--- THINGS TO DO ---
• A. In the Beale treasure account, roughly how much did the Sheriff seek in damages for his wagon?
• B. Pick up the account of the Beale treasure after its final sentence and write the next part.

--- TEXT EXTRACT ---
"""

Albert Atwell is the global moderator of
the popular Rockhound's NEW Treasure
Hunter's Forum. He has researched the Beale story for many decades and his
expertise on this subject is widely recognized. He provides us with the
following insights, written in the first person.
TJB did not bury the treasure;
it was a man by the name of Thomas Read. Part of the Job Print Pamphlet is true
but the rest is made up and there is a reason for this as we found out over
ten years ago.
When Thomas Read and his partners buried the first treasure in 1819,
they borrowed a wagon with a hoist from the Sheriff of Bedford County, an
Otey. I have his name in my research but can not recall it at the present.
While lifting the heavy pots of gold and silver and placing them in their
resting place, Thomas Read and party busted the wagon's side boards and
broke the hoist. This is on record at the Bedford County Courthouse. When
Thomas Read left and went back west, the Sheriff filed for damages to his
wagon somewhere around $22. Thomas Read was nowhere around for two years to
answer these charges as he was back out west. In the Fall of 1821, word was
passed along by a mail courier to Sheriff Otey that Thomas Read and his
men were coming across through Fincastle and Buchannon towards Bedford County.

"""

--- ENTRIES SUPPLIED ---
"""

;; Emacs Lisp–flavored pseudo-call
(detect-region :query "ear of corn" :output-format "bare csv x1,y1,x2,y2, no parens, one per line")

"""
"""

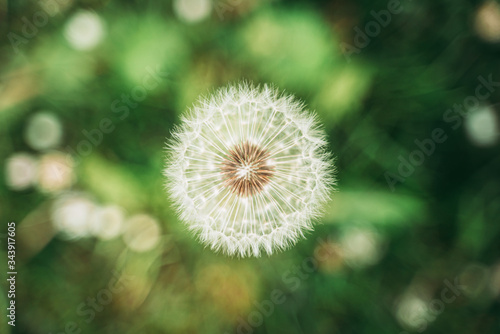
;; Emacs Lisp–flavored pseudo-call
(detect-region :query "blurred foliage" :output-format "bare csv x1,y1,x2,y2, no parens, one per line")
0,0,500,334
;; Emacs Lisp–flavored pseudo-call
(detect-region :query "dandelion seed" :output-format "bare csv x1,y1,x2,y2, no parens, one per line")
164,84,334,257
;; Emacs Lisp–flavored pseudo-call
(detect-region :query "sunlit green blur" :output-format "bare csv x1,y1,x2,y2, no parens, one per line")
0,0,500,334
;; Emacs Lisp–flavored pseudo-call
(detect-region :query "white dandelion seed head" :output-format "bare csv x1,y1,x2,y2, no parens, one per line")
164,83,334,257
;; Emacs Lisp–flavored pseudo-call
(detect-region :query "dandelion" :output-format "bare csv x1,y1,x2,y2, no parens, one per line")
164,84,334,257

"""

--- THE REPLIES ---
• A. Somewhere around $22.

• B.
Sheriff Otey put together a posse of his relatives mostly the Oteys,
Lucks and Bufords. They took several of their slaves along and armed
them. When Thomas Read was approached by the posse near Apple Orchard
Overlook on the Blue Ridge Parkway or Overstreet Tavern as it was called
back then, Sheriff Otey stopped the wagon train and told Thomas Read,
he was under arrest for damages to his property. Thomas Read and his men
along with several Indians did not want to be arrested or to have their
wagons searched, so they put up a fight. Of course it was a
massacre. Read, his men, and the Indians were killed. The Indians were buried at
the ambush site. When the gold, silver and jewels were found, they loaded
Read and his men onto the wagons and pack horses and buried them in a clump
of trees in an open field which the Rev. George P. Luck purchased
or inherited from his father who was in on the massacre.
Ten years ago, we arranged a meeting with descendants of the
Oteys, Lucks and Bufords on top of Porter's Mountain near Montvale,
Virginia. That night several family members were present as well as news
reporters and television crews. A descendant of the Otey family, Frank Otey
Smith and a descendant of the Luck Family, James (Jimmy Luck) were present. We
confronted them about the massacre and the name of the man that buried the
treasure Thomas Read. They both reported that the story was true. They
said all of their kin had kept this secret for over 175 years and only
their family members knew that Thomas Read had buried the treasure but
only a few knew of the massacre of Read and his men, and the finding of the
treasure in the wagons.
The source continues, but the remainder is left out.